## Data extract
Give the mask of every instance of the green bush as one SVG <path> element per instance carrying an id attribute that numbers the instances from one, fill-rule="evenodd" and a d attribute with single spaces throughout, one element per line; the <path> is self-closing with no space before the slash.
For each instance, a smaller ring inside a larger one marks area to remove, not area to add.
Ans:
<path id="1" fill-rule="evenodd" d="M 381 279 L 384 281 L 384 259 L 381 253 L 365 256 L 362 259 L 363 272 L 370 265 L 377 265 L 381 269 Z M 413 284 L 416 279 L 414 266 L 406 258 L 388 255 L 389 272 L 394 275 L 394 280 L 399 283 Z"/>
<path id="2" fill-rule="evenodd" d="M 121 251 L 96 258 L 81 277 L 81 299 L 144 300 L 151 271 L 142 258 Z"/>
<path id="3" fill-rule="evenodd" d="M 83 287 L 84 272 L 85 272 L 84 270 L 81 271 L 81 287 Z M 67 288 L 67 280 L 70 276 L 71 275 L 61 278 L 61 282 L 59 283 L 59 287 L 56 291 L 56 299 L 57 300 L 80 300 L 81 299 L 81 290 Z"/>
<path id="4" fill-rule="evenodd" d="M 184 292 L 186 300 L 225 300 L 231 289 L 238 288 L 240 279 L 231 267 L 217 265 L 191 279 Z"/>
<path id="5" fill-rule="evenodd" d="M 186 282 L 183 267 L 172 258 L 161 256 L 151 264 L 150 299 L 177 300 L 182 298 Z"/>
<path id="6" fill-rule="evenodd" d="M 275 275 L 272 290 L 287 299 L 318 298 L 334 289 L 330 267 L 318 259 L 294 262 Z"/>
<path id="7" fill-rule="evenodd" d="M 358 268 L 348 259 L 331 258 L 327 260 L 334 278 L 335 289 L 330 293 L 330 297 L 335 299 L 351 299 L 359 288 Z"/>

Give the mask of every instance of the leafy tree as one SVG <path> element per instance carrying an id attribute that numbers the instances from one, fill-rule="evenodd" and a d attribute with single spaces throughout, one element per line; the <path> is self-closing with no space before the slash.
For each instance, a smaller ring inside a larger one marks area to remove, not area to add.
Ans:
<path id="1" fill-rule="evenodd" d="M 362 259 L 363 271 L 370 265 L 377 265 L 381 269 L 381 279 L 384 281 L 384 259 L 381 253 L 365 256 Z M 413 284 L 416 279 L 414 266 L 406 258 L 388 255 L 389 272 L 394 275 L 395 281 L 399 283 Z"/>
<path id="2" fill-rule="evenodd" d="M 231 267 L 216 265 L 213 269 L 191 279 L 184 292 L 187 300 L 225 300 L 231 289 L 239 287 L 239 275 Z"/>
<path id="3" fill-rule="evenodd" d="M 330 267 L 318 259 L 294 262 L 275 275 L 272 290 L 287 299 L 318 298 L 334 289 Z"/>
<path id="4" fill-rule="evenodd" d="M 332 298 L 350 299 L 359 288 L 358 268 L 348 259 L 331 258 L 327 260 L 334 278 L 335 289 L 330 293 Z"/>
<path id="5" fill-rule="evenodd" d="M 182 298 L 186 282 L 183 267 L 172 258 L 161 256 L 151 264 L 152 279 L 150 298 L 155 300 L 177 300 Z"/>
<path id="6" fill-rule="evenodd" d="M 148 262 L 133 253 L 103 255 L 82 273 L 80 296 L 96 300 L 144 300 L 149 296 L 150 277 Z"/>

## Task item
Please repeat the lines above exactly, beginning with the line that contains "Give the mask of every instance of the leafy" and ending with the final one.

## Finished exercise
Give the mask of every instance of the leafy tree as one SVG <path> element per instance carrying an id attribute that numbers the instances from one, fill-rule="evenodd" and a d attribute with single spaces throughout, one element per line; the <path> is self-closing with no space before the slash.
For each instance, a smaller ring inside a larger one marks area to remove, not area to add.
Ans:
<path id="1" fill-rule="evenodd" d="M 362 259 L 363 271 L 370 265 L 377 265 L 381 269 L 381 279 L 384 281 L 384 259 L 381 253 L 365 256 Z M 413 284 L 416 279 L 414 266 L 406 258 L 388 255 L 389 272 L 394 275 L 395 281 L 399 283 Z"/>
<path id="2" fill-rule="evenodd" d="M 231 267 L 216 265 L 213 269 L 191 279 L 184 292 L 187 300 L 225 300 L 231 289 L 239 287 L 239 275 Z"/>
<path id="3" fill-rule="evenodd" d="M 330 267 L 318 259 L 294 262 L 275 275 L 272 290 L 287 299 L 318 298 L 334 289 Z"/>
<path id="4" fill-rule="evenodd" d="M 332 298 L 350 299 L 359 288 L 358 268 L 348 259 L 331 258 L 327 260 L 334 278 L 335 289 L 330 293 Z"/>
<path id="5" fill-rule="evenodd" d="M 182 298 L 186 282 L 183 267 L 172 258 L 161 256 L 151 264 L 152 279 L 150 298 L 155 300 L 177 300 Z"/>
<path id="6" fill-rule="evenodd" d="M 148 262 L 133 253 L 103 255 L 82 273 L 80 296 L 96 300 L 144 300 L 149 296 L 150 277 Z"/>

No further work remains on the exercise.